BEGIN
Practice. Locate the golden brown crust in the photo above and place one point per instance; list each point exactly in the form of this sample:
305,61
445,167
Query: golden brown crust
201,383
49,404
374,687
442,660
END
=== Exercise requirements ===
Retype the complete listing verbatim.

=== Answer to the exercise ===
Practice. Locate the golden brown crust in the photo above and place one point per instance; list each point exactly in the form of this sample:
305,61
445,167
Query: golden brown crust
201,383
49,404
374,687
442,660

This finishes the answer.